If a line in the data holds "query", copy that line out in full.

[Opening Information supplied section]

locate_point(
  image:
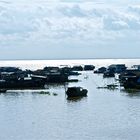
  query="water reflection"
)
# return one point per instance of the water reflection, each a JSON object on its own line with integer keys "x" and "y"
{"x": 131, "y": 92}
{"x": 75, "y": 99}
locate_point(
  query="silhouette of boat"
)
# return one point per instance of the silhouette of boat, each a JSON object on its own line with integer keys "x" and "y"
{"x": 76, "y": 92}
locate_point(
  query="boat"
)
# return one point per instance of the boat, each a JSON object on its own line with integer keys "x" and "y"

[Closing Information supplied section]

Answer box:
  query="water reflection"
  query="silhouette of boat"
  query="boat"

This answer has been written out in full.